§ **Task description**
In the entries below, swap "own outline each" for "a separate outline for each" and give the lines again with nothing else changed.

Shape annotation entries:
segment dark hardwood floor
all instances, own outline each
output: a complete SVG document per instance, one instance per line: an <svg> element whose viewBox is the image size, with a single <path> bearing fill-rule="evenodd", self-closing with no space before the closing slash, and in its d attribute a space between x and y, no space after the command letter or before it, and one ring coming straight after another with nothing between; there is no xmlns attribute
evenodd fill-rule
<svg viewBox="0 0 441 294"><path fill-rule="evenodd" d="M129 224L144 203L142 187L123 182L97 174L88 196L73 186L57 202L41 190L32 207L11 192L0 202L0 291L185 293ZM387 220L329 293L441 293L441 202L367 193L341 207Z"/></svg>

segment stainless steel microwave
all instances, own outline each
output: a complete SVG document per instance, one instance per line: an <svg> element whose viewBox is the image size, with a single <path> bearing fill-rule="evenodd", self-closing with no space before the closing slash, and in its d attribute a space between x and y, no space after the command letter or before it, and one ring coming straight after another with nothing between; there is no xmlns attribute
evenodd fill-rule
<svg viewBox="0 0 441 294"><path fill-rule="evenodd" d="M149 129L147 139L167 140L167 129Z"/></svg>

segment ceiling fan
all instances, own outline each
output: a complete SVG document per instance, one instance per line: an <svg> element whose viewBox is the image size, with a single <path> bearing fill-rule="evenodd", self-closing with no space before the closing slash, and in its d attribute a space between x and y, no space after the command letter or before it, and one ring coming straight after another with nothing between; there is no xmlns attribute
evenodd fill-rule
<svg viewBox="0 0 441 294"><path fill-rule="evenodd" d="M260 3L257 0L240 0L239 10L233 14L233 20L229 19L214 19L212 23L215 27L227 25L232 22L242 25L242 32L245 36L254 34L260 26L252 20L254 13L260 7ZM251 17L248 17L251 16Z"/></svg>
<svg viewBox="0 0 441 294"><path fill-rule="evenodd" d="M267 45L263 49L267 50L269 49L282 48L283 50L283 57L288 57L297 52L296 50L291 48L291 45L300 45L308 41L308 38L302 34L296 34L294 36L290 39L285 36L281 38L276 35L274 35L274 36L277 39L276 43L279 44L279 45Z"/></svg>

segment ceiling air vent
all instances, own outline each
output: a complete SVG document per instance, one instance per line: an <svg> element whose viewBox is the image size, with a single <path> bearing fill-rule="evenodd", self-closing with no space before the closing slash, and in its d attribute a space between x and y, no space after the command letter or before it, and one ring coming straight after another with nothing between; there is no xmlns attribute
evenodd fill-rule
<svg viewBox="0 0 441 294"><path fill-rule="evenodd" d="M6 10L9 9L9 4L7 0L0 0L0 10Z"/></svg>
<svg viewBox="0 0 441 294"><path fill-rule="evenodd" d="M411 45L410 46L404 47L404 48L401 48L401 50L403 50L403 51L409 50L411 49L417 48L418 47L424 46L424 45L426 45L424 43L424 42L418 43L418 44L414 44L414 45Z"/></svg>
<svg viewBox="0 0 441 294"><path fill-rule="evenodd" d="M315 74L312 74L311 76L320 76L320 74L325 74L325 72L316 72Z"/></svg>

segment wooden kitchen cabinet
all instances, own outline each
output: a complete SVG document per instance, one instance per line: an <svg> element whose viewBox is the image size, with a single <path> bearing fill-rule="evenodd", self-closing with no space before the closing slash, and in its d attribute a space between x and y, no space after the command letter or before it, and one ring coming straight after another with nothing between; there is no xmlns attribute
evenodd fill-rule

§ **Answer to this exercise**
segment dark hardwood floor
all instances, a separate outline for each
output: a complete SVG document per instance, one instance per line: an <svg> element whose viewBox is the image size, with a single <path> bearing fill-rule="evenodd", self-closing with no space before the closing slash, and in its d attribute a space between x and y, no space after the command letter or before it, and one ring coming straight after another with nothing between; there is no xmlns attribute
evenodd fill-rule
<svg viewBox="0 0 441 294"><path fill-rule="evenodd" d="M129 224L144 203L142 187L123 182L97 174L88 196L73 186L57 202L41 190L32 207L11 192L0 202L0 291L185 293ZM387 220L329 293L441 293L441 202L367 193L341 207Z"/></svg>

segment stainless steel microwave
all instances, a separate outline for each
output: a complete SVG document per instance, one instance per line: an <svg> element whose viewBox is the image size, with a single <path> bearing fill-rule="evenodd", self-closing with no space before the closing slash, and in its d attribute a space between x and y, no space after the command letter or before it, and one ring coming straight after another with nothing between; there is no xmlns attribute
evenodd fill-rule
<svg viewBox="0 0 441 294"><path fill-rule="evenodd" d="M149 129L147 139L167 140L167 129Z"/></svg>

segment ceiling fan
all instances, a separate outline for each
output: a complete SVG document per instance, one instance per line: an <svg> element whose viewBox is the image size, with a single <path> bearing fill-rule="evenodd", self-closing with no space before the closing slash, and in its d attribute a space between x and y, no space after the command letter or before it, and one ring coming straight after another with nothing between; there is no xmlns attribute
evenodd fill-rule
<svg viewBox="0 0 441 294"><path fill-rule="evenodd" d="M260 3L257 0L240 0L239 10L233 14L233 20L229 19L214 19L212 23L215 27L227 25L232 22L242 25L242 32L245 36L254 34L260 26L252 20L254 13L260 7ZM251 17L248 17L251 16Z"/></svg>
<svg viewBox="0 0 441 294"><path fill-rule="evenodd" d="M267 45L263 49L267 50L269 49L282 48L283 50L283 57L288 57L297 52L296 50L291 48L291 45L300 45L308 41L308 38L302 34L296 34L294 36L290 39L285 36L281 38L276 35L274 35L274 36L277 39L276 43L279 44L279 45Z"/></svg>

segment ceiling air vent
all instances, a separate outline for each
output: a complete SVG document per instance, one instance per line: an <svg> element whose viewBox is the image size, with a single <path> bearing fill-rule="evenodd", self-closing with no space before the closing slash, and in its d attribute a space between x and y, no space after the command letter or before it, and one ring coming straight after another with nothing between; there is no xmlns attribute
evenodd fill-rule
<svg viewBox="0 0 441 294"><path fill-rule="evenodd" d="M6 10L9 9L9 4L7 0L0 0L0 10Z"/></svg>
<svg viewBox="0 0 441 294"><path fill-rule="evenodd" d="M411 45L410 46L404 47L404 48L401 48L401 50L403 50L403 51L409 50L411 49L417 48L418 47L424 46L424 45L426 45L424 43L424 42L418 43L418 44L414 44L414 45Z"/></svg>
<svg viewBox="0 0 441 294"><path fill-rule="evenodd" d="M315 74L312 74L311 76L320 76L320 74L325 74L325 72L316 72Z"/></svg>

segment wooden kitchen cabinet
all instances, a separate outline for each
output: a complete SVG document per instance, one instance per line: an <svg> element whose viewBox is the image size, with a single <path> bearing fill-rule="evenodd", self-closing with no space before the closing slash, and in its d attribute a space between x and y, no space after the command letter or before it, and one ring coming straight after another with nothing between; there is no xmlns attribute
evenodd fill-rule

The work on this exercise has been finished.